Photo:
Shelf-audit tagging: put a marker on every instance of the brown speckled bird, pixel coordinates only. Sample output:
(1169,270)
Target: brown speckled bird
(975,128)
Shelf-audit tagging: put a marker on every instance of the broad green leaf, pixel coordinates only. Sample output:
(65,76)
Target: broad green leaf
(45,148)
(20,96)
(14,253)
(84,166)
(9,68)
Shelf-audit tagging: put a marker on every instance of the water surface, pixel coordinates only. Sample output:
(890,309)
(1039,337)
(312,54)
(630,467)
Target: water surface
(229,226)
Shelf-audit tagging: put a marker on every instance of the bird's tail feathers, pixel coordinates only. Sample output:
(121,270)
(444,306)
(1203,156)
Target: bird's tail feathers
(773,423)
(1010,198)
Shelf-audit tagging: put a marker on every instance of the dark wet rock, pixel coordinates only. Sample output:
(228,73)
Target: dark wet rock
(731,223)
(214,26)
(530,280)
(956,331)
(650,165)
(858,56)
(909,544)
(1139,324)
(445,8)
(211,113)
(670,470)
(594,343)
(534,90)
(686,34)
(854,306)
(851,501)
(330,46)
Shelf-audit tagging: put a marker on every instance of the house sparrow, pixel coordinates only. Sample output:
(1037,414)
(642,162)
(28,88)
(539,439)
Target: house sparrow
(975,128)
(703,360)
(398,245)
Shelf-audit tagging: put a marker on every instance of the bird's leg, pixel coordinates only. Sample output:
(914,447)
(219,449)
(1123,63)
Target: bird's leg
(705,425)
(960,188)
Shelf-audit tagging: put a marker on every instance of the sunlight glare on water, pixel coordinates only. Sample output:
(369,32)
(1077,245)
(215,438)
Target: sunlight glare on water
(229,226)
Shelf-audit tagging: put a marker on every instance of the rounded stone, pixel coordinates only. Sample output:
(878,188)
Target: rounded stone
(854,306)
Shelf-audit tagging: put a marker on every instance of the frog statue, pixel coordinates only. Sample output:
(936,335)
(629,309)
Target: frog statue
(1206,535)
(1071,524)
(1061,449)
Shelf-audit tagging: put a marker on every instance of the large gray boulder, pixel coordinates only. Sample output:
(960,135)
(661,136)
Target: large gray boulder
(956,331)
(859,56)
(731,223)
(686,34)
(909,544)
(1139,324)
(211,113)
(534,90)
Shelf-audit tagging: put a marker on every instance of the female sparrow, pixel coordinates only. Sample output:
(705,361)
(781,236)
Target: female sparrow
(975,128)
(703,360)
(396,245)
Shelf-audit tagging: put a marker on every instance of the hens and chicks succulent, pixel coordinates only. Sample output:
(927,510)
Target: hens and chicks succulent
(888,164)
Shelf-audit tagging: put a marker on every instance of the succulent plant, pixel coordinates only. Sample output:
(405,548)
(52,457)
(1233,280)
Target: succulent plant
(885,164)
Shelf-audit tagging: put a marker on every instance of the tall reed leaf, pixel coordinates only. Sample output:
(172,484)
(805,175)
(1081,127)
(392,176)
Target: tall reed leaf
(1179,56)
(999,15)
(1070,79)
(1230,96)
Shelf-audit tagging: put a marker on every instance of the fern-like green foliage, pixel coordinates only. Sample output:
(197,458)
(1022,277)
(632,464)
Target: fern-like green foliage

--- Task brief ---
Give back each record, exactly as it reads.

--- Answer box ---
Photo:
Shelf-audit tagging: put a marker on every instance of the brown speckled bird, pixel coordinates only. Sample output:
(1169,270)
Target: brown speckled bird
(975,128)
Shelf-audit tagging: put a marker on every instance of the broad green leaf, pixel coordinates only. Sample output:
(65,76)
Target: broad green leaf
(45,148)
(20,96)
(14,253)
(84,166)
(9,68)
Shelf-audit tagging: put a marker on every instance of the water surface, pixel coordinates only. Sample output:
(890,309)
(1039,337)
(312,54)
(630,467)
Target: water surface
(229,226)
Shelf-audit tagging: put a marker on every instance of the bird's tail feathers, pixel coordinates only. Sample output:
(121,270)
(444,306)
(1203,156)
Target: bird's tail feathers
(773,423)
(1010,198)
Shelf-audit tagging: put a marker on every instance of the dark wet rock, pixel coordinates only. Sample output:
(228,73)
Target: dark wet rock
(731,223)
(214,26)
(530,280)
(956,331)
(650,165)
(858,56)
(909,544)
(1139,324)
(445,8)
(211,113)
(670,470)
(594,343)
(534,90)
(686,34)
(854,306)
(851,501)
(330,46)
Shelf-audit tagging: put a marker on every instance of the house sparrow, pixel coordinates only. Sample output:
(1037,414)
(642,162)
(28,88)
(539,439)
Target: house sparrow
(975,128)
(703,360)
(398,245)
Shelf-audit tagging: put a marker on every instance of the bird's leg, pixel coordinates only. Sample output:
(914,447)
(219,449)
(1123,63)
Target: bird's leg
(705,425)
(960,188)
Shelf-audit tagging: put a marker on every instance of the sunlight glare on water, pixel coordinates only. Sample output:
(369,32)
(1077,245)
(215,438)
Target: sunlight glare on water
(229,226)
Shelf-audit tagging: put a marker on every instance of the rounded stone, pixel coordinates only. Sample output:
(878,188)
Target: rounded stone
(854,306)
Shelf-audit tagging: put a marker on every instance of the frog statue, pixel coordinates only. Sample output:
(936,335)
(629,309)
Target: frog statue
(1206,535)
(1071,524)
(1061,449)
Shelf-audit tagging: put a marker on every instance of the large gray boulder, pixel coordinates only. Sample output:
(960,135)
(661,136)
Target: large gray boulder
(956,331)
(859,56)
(731,223)
(686,34)
(909,544)
(1139,324)
(211,113)
(534,90)
Shelf-audit tagging: put a marker on every instance of the female sparrow, pixel coordinates only. Sample output:
(705,361)
(781,236)
Target: female sparrow
(975,128)
(703,360)
(396,245)
Shelf-audit tagging: put a marker on every instance of the hens and chicks succulent, pixel coordinates only. Sample output:
(927,510)
Target: hens and chicks succulent
(888,164)
Shelf-audit tagging: put a marker on every instance of the succulent plant, pixel coordinates only. Sample output:
(405,548)
(52,457)
(1233,280)
Target: succulent plant
(885,164)
Shelf-audit tagging: put a marker on every instance of the tall reed leaf, pixel coordinates only. Sample output:
(172,484)
(805,175)
(1081,127)
(392,176)
Target: tall reed leaf
(1179,56)
(999,15)
(1070,79)
(1230,96)
Shelf-audit tagging: put a marker on every instance of the fern-like green foliage, pixel coordinates only. Sample output:
(197,458)
(1022,277)
(632,464)
Target: fern-like green foliage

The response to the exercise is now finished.